WHAT TO PRODUCE: Return the full material exactly.

RECORDED DATA:
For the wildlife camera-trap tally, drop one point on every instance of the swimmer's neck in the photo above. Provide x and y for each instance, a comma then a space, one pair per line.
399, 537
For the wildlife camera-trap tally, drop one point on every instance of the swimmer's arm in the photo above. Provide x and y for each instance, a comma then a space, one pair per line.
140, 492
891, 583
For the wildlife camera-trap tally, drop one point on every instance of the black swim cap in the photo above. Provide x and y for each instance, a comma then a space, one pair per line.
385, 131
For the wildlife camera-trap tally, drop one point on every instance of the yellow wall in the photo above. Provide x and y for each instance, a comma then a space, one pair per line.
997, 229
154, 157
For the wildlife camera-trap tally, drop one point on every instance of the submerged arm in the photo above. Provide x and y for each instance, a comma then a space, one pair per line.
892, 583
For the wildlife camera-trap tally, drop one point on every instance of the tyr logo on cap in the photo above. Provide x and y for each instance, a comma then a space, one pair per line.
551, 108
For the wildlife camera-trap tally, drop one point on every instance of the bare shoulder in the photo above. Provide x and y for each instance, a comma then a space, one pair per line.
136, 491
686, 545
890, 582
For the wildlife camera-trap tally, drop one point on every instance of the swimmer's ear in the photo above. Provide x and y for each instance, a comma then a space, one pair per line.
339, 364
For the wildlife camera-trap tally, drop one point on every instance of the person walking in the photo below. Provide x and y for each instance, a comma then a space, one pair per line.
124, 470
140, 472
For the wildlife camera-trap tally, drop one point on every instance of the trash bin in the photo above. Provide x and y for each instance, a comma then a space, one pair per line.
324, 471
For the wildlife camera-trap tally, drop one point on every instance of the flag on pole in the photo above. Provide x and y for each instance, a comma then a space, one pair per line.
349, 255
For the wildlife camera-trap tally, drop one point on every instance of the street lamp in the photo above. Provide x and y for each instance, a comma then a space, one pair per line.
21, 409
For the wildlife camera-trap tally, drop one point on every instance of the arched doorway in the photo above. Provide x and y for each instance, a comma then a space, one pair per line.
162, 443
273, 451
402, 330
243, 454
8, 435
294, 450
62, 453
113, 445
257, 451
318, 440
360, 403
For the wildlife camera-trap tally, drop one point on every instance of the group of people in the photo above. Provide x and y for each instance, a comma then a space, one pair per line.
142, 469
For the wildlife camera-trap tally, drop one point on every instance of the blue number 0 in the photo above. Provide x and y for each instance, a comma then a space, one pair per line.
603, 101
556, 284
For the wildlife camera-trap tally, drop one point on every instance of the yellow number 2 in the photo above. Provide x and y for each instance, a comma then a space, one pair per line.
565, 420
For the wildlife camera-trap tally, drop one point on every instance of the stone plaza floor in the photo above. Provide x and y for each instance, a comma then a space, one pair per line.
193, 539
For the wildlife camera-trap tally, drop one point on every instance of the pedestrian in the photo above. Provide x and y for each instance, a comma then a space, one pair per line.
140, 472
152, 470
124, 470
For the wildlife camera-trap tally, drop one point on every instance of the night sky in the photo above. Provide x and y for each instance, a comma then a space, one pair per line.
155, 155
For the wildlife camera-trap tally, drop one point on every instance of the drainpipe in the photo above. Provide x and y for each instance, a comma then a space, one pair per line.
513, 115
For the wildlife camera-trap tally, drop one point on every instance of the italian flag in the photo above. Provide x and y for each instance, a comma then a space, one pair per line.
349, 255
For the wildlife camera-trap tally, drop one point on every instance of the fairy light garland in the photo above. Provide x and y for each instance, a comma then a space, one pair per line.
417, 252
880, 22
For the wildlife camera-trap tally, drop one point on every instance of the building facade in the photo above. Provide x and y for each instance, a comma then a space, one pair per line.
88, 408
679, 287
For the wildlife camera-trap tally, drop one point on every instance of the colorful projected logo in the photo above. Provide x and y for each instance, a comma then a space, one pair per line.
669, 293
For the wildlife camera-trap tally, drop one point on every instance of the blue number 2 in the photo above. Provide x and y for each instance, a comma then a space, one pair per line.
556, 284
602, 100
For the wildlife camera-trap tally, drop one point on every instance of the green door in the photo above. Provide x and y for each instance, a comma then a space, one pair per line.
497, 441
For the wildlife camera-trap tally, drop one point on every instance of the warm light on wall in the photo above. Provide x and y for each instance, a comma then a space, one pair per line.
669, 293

WRITTEN RESPONSE:
For the wildlife camera-trap tally, drop one point on every instance of the swimmer's neck in the photo above. Provide x and y for each instance, a comma then a space, one pair per line.
399, 537
For the wildlife camera-trap tally, drop one point on every instance of the swimmer's arm in the photo above. Provide x and y for each instance, a comma then a space, one pair per line.
140, 492
891, 583
For the wildlife camera-trap tally, drop one point on every instance of the black swim cap in the photo above. Provide x and y for each instance, a comma then a space, one pair per line.
385, 131
For the wildlife camera-trap tally, drop one point on every instance of the yellow wall in the photo above. Provide x and y for each instance, a comma then a space, one pair per line.
997, 229
154, 157
For the wildlife camera-trap tally, drop one point on every instance of the submerged arm in the photo above. Provide x and y for each instance, a comma then a space, one pair per line.
892, 583
For the wildlife camera-trap tally, drop one point on every instance of the tyr logo on cap in the photo above. Provide x and y for each instance, a comma then a space, one pair per line.
551, 108
For the wildlife camera-trap tally, drop one point on every instance of the bare shoulder in the photo above. Provide x and y for each instance, a comma then a space, one pair per line.
136, 491
686, 545
890, 582
For the wildlife camera-trap tally, drop one point on every instance of the swimmer's ear in the photo above. Provide x and y for each instance, a comma then a space, one pair per line.
339, 364
For the wildlife camera-trap tally, drop one point on every instance of the person walking in the photo below. Provide x and y for each instance, a comma then a space, one pair per line.
124, 470
140, 472
For the wildlife camera-trap tally, drop one point on every instance of the trash bin in the photo above. Provide x and y for each instance, a comma then a space, one pair per line.
324, 471
For the wildlife camera-trap tally, drop one point on every instance of the flag on pole in the photo above. Provide x and y for each instance, a comma then a space, one pair per line.
349, 255
For the wildlife camera-trap tally, drop one point on every instance of the street lamp in the photo above. Provide x and y for each instance, a comma then a space, one pair per line.
21, 409
For the wildlife camera-trap tally, drop one point on every instance of the arched doorway in the photo above. Provide x and y for each instance, a comma then a space, one pair per line.
162, 443
273, 451
402, 330
243, 454
8, 435
294, 450
62, 453
113, 445
257, 451
318, 440
360, 403
For the wildlife camera-trap tally, drop one point on every instance of the group of people in the photo above. Provide x and y for each instance, a comma then a space, one pair per line.
142, 469
For the wildlife camera-trap tally, drop one point on every instance of the blue number 0 in the photo above. Provide x and y for each instance, a comma then a space, one pair per line.
603, 101
556, 284
For the wildlife camera-trap tally, drop one point on every instance of the yellow number 2 in the photo above. Provide x and y for each instance, a comma then a space, one pair per line.
565, 420
For the wildlife camera-trap tally, drop one point on every instance of the stone plaza floor in the photo above. Provide x and y for each instance, a comma then a space, one pair per line.
193, 539
For the wildlife camera-trap tally, drop one point on every instance of the pedestrian in the photo above. Provide x and y for each instance, a comma then a space, one pair per line.
140, 472
152, 470
124, 470
For the wildlife camera-trap tally, drop one point on every instance of the night sky in the photo above. Provide x and y for each instance, a comma then a space, one pair per line.
155, 155
For the wildlife camera-trap tally, drop one point on every instance of the drainpipe in the photo above. Provide x and y for each instance, a comma then a space, one pair per line.
513, 115
For the wildlife camera-trap tally, drop one point on every instance of the italian flag in the photo above. Provide x and y for each instance, a comma then a space, one pair per line.
349, 255
For the wildlife camera-trap tally, drop one point on every instance of the fairy light garland in the photo above. Provide x and y for each instance, a comma then a space, one pair per line.
417, 252
880, 22
For the wildlife camera-trap tally, drop one point on every instance of the building facade in the photo above. Provide x and y for each instance, a comma then a space, one pair per line.
88, 408
679, 287
For the wildlife camera-trap tally, drop one point on every instance of the colorful projected logo in the photo above. Provide x and y for each instance, a comma then a space, one pair per line.
669, 293
For the wildlife camera-trap tally, drop one point on every instance of the blue number 2 in the photo above. Provide x and y for each instance, a comma then a space, one pair per line.
556, 284
602, 100
For the wildlife camera-trap tally, drop one point on every instance of the green door in the photo above. Provide x and y for each instance, a comma then a space, one pair per line.
497, 441
For the wildlife camera-trap tally, drop one point on every instance of the warm light on wall in the photo above. Provide x and y for each instance, a comma then a space, one pair per line.
669, 293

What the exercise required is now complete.